■ Assignment
All entries below are to be duplicated verbatim.

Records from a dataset
● ● ● ●

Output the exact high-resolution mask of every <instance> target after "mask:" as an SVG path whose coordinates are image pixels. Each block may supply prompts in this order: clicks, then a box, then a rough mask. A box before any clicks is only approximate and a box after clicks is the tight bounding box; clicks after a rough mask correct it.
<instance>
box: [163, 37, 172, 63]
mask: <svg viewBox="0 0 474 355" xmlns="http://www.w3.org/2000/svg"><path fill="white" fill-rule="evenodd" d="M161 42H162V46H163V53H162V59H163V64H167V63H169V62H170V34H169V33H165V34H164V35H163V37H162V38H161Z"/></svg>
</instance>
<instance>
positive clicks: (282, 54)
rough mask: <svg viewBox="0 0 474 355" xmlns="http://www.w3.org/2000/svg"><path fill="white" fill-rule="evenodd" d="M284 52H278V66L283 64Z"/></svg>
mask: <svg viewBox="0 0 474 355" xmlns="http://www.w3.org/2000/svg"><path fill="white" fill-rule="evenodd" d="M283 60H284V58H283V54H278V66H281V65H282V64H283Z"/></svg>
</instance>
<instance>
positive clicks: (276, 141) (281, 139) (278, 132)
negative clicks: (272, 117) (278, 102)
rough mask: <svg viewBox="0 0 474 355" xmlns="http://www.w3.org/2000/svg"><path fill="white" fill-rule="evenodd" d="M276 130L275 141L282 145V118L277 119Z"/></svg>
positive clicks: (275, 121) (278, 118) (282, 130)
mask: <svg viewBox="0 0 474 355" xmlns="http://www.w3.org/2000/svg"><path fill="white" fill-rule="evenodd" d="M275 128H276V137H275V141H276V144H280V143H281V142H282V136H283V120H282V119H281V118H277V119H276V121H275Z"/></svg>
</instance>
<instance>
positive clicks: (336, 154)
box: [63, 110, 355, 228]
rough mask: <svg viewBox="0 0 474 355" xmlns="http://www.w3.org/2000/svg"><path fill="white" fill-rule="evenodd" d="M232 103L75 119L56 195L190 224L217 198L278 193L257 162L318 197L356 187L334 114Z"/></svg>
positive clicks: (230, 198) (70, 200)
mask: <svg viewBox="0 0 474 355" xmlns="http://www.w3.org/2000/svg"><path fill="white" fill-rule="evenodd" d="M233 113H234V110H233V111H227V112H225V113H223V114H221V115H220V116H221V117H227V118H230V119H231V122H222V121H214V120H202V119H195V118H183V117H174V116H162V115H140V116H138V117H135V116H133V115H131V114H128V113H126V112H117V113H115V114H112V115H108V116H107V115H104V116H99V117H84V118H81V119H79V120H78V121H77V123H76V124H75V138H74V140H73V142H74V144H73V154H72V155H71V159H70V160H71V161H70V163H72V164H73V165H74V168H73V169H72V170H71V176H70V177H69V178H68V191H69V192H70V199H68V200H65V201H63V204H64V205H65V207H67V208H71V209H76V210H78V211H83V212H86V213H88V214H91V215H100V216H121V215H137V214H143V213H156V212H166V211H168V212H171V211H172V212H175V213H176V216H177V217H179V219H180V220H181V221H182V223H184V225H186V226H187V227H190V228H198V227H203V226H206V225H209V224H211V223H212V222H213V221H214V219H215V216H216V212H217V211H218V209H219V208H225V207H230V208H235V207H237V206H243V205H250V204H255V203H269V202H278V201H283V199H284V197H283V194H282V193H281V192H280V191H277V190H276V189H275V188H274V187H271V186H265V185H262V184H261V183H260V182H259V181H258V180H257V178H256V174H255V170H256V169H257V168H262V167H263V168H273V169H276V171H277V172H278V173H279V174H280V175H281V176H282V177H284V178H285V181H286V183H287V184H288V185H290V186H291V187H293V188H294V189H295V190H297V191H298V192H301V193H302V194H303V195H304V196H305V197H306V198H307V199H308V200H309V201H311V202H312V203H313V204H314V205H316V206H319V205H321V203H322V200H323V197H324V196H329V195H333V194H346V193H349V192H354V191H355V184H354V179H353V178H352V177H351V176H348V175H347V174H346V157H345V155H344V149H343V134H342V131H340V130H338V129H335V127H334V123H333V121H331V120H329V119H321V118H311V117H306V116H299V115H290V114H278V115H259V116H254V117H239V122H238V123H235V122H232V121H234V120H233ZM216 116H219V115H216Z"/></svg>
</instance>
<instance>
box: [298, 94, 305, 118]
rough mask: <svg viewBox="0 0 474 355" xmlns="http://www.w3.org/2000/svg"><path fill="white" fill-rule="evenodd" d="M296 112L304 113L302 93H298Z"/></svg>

● ● ● ●

■ Response box
Output the exact high-resolution mask of every <instance> target after "mask:" as an SVG path whose coordinates are image pixels. Each block may supply prompts in this order: clicks, then a box, then a rough mask. A box before any clicks is only approximate and a box after clicks is the tight bounding box; clicks after a rough mask correct it.
<instance>
box: [163, 37, 172, 63]
mask: <svg viewBox="0 0 474 355" xmlns="http://www.w3.org/2000/svg"><path fill="white" fill-rule="evenodd" d="M161 42H162V46H163V53H162V59H163V64H167V63H169V62H170V34H169V33H165V34H164V35H163V37H162V38H161Z"/></svg>
</instance>
<instance>
positive clicks: (282, 54)
rough mask: <svg viewBox="0 0 474 355" xmlns="http://www.w3.org/2000/svg"><path fill="white" fill-rule="evenodd" d="M284 52H278V66L283 64Z"/></svg>
mask: <svg viewBox="0 0 474 355" xmlns="http://www.w3.org/2000/svg"><path fill="white" fill-rule="evenodd" d="M283 60H284V58H283V54H278V66H281V65H282V64H283Z"/></svg>
</instance>
<instance>
positive clicks: (276, 141) (281, 139) (278, 132)
negative clicks: (272, 117) (278, 102)
rough mask: <svg viewBox="0 0 474 355" xmlns="http://www.w3.org/2000/svg"><path fill="white" fill-rule="evenodd" d="M276 130L275 141L282 145V118L277 119Z"/></svg>
positive clicks: (275, 121) (278, 118) (282, 130)
mask: <svg viewBox="0 0 474 355" xmlns="http://www.w3.org/2000/svg"><path fill="white" fill-rule="evenodd" d="M275 128H276V137H275V141H276V144H280V143H281V142H282V136H283V120H282V119H281V118H277V119H276V121H275Z"/></svg>
</instance>
<instance>
positive clicks: (336, 154)
box: [63, 110, 355, 228]
rough mask: <svg viewBox="0 0 474 355" xmlns="http://www.w3.org/2000/svg"><path fill="white" fill-rule="evenodd" d="M232 103L75 119L56 195L190 224L217 198L278 193L257 162L318 197L356 187L334 114Z"/></svg>
positive clicks: (230, 198) (70, 200)
mask: <svg viewBox="0 0 474 355" xmlns="http://www.w3.org/2000/svg"><path fill="white" fill-rule="evenodd" d="M233 113H234V110H233V111H227V112H225V113H223V114H221V115H220V116H221V117H227V118H230V119H231V122H222V121H214V120H202V119H195V118H183V117H174V116H162V115H140V116H138V117H135V116H133V115H131V114H128V113H126V112H117V113H115V114H112V115H108V116H107V115H104V116H99V117H84V118H81V119H79V120H78V121H77V123H76V124H75V138H74V140H73V142H74V144H73V154H72V155H71V159H70V160H71V161H70V163H72V164H73V165H74V168H73V169H72V170H71V176H70V177H69V178H68V191H69V192H70V199H68V200H65V201H63V204H64V205H65V207H67V208H71V209H76V210H78V211H83V212H86V213H88V214H91V215H100V216H121V215H137V214H143V213H156V212H166V211H168V212H171V211H172V212H175V213H176V216H177V217H179V219H180V220H181V221H182V223H184V225H186V226H187V227H190V228H198V227H203V226H206V225H209V224H211V223H212V222H213V221H214V219H215V216H216V212H217V211H218V209H219V208H225V207H230V208H235V207H237V206H243V205H250V204H255V203H269V202H278V201H283V199H284V197H283V194H282V193H281V192H280V191H277V190H276V189H275V188H274V187H271V186H265V185H262V184H261V183H260V182H259V181H258V180H257V178H256V174H255V170H256V169H257V168H262V167H263V168H273V169H276V171H277V172H278V173H279V174H280V175H281V176H282V177H284V178H285V181H286V183H287V184H288V185H290V186H291V187H293V188H294V189H295V190H297V191H298V192H301V193H302V194H303V195H304V196H305V197H306V198H307V199H308V200H309V201H311V202H312V203H313V204H314V205H316V206H319V205H321V203H322V200H323V197H324V196H329V195H333V194H346V193H349V192H354V191H355V184H354V179H353V178H352V177H351V176H348V175H347V174H346V157H345V155H344V149H343V134H342V131H340V130H338V129H335V127H334V123H333V121H331V120H329V119H321V118H311V117H306V116H299V115H290V114H278V115H259V116H254V117H239V122H238V123H235V122H232V121H234V120H233ZM216 116H219V115H216Z"/></svg>
</instance>
<instance>
box: [298, 94, 305, 118]
rough mask: <svg viewBox="0 0 474 355" xmlns="http://www.w3.org/2000/svg"><path fill="white" fill-rule="evenodd" d="M296 112L304 113L302 93H298Z"/></svg>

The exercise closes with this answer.